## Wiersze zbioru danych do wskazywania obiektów

━━━━━━━━━━━━━━━━━━━━

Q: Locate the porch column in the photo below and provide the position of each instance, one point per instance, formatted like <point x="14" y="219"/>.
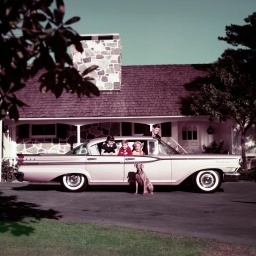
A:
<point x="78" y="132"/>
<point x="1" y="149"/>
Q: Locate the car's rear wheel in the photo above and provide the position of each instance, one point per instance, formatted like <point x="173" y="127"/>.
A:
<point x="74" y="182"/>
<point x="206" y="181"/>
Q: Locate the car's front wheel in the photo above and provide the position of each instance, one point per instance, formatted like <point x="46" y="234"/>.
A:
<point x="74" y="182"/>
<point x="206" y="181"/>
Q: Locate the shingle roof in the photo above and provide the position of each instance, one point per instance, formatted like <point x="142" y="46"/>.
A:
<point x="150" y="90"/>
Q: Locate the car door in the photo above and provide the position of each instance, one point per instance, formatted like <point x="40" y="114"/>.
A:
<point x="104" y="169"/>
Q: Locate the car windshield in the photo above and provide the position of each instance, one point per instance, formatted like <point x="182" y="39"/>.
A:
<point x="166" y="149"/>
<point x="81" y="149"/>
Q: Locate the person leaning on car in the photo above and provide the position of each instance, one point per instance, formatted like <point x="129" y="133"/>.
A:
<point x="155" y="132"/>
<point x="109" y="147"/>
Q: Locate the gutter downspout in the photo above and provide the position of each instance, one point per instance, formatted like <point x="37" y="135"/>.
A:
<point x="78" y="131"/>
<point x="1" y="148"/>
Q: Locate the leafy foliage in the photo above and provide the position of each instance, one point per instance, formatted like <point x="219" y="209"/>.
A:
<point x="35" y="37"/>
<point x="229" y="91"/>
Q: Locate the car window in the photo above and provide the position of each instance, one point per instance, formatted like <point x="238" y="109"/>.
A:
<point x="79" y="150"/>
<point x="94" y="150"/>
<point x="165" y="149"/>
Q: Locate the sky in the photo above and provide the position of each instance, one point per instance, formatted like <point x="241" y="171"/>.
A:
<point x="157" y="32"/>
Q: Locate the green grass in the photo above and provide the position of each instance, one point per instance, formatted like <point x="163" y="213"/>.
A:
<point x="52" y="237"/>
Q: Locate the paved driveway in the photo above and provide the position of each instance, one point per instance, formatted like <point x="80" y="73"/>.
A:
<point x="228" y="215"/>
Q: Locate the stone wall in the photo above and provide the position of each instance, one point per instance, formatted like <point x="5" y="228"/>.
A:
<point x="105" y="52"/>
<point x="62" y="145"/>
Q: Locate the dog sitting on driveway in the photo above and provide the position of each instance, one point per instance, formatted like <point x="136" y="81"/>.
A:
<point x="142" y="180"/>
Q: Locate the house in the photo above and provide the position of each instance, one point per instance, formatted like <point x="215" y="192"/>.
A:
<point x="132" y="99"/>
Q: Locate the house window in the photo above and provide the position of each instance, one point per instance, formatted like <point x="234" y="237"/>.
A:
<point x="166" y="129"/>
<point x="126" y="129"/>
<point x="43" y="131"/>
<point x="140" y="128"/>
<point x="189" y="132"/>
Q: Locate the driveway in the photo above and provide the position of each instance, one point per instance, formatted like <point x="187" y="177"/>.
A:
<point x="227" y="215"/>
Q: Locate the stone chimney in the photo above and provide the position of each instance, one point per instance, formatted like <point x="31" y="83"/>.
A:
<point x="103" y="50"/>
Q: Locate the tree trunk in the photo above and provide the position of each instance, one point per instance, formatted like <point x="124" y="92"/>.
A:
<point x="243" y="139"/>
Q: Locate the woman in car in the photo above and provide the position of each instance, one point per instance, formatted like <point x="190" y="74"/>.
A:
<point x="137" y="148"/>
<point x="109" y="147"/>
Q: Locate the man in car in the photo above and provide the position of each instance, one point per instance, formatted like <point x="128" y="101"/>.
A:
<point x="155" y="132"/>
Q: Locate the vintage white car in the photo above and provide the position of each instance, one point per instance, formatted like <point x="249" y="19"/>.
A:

━━━━━━━━━━━━━━━━━━━━

Powiel wszystkie powyższe wiersze znak w znak, pomijając w odpowiedzi obrazy.

Q: Locate the porch column in the photo below and provide the position of each instance, one point per instance, formatted like <point x="14" y="219"/>.
A:
<point x="78" y="132"/>
<point x="1" y="149"/>
Q: Locate the car's rear wheel in the photo above and provide the position of each instance, one point per instance, formatted like <point x="173" y="127"/>.
A:
<point x="74" y="182"/>
<point x="206" y="181"/>
Q: Locate the car's front wheel in the photo above and provide the position of each instance, one point per instance, formatted like <point x="46" y="234"/>.
A:
<point x="74" y="182"/>
<point x="206" y="181"/>
Q: Locate the shingle roof in the photo above and provide the position of each instance, one point per instance, formatted like <point x="142" y="46"/>.
A:
<point x="150" y="90"/>
Q: Locate the car door in the photo above and provide the position of each instance, one point per instance, formatted like <point x="40" y="114"/>.
A:
<point x="104" y="169"/>
Q: Locate the car windshield in the photo above and provide the position of each instance, one point per instance, formatted like <point x="182" y="39"/>.
A:
<point x="166" y="149"/>
<point x="81" y="149"/>
Q: Locate the person leaning on car in the photo above and provide the position of each instance, one point per instance, formatted like <point x="129" y="133"/>.
A:
<point x="155" y="132"/>
<point x="109" y="147"/>
Q: Locate the gutter downspout in the photo above and provide the position of each instance, one point per instance, formatted like <point x="37" y="135"/>.
A:
<point x="78" y="131"/>
<point x="1" y="148"/>
Q: Locate the leafy foliage in the photo above and provide the position of each instance, one point per instance, formatted like <point x="219" y="209"/>.
A:
<point x="35" y="37"/>
<point x="229" y="91"/>
Q: Locate the car window in the photo above and provide the position of each instance, one point per instance, formatted like <point x="238" y="109"/>.
A:
<point x="79" y="150"/>
<point x="94" y="150"/>
<point x="165" y="149"/>
Q: Locate the sky in the photo above and provide the position of each instance, one point per instance, formatted like <point x="241" y="171"/>.
A:
<point x="157" y="32"/>
Q: Locate the green grass in the photo above and provide the position of each instance, one point per instance, formatted like <point x="163" y="213"/>.
A:
<point x="52" y="237"/>
Q: Locate the paved driveway in the photo above and provide the position of each instance, one point per instance, formatted like <point x="80" y="73"/>.
A:
<point x="228" y="215"/>
Q: Locate the stone wall in the photo above and provide the position of each instance, one point per instance, formatted like <point x="5" y="228"/>.
A:
<point x="105" y="52"/>
<point x="62" y="145"/>
Q: Locate the dog sitting on driveway in the photo above and provide the position of each instance, one point per instance, formatted like <point x="136" y="81"/>.
A:
<point x="142" y="180"/>
Q: Locate the house in the photo above and provide the position of each instance, one point per instance, formatted like <point x="215" y="192"/>.
A:
<point x="132" y="99"/>
Q: Locate the house window in the photo above and provide the position of each instance, one point per instance, formatted like <point x="234" y="237"/>.
A:
<point x="166" y="129"/>
<point x="126" y="129"/>
<point x="43" y="131"/>
<point x="140" y="128"/>
<point x="189" y="132"/>
Q: Locate the driveway in the photo above and provide the position of each instance, one point per instance, formatted like <point x="187" y="177"/>.
A:
<point x="227" y="215"/>
Q: Locate the stone chimney in the photo above and provide the position of each instance, one point per instance, formatted like <point x="31" y="83"/>.
A:
<point x="103" y="50"/>
Q: Locate the tree trunk in the photo above and provide the position of each instance, one point per instance, formatted like <point x="124" y="92"/>.
A:
<point x="243" y="139"/>
Q: Locate the woman in car in the photo above and provide the position of each instance, one point per instance, formatted like <point x="190" y="74"/>.
A:
<point x="137" y="148"/>
<point x="109" y="147"/>
Q: Locate the man in car in the photo above and provide the position of each instance, one point per instance, formatted like <point x="128" y="101"/>.
A:
<point x="155" y="132"/>
Q: Locate the vintage white car in the photo above and provide the position of each instance, one point per instance, formatted like <point x="249" y="19"/>.
A:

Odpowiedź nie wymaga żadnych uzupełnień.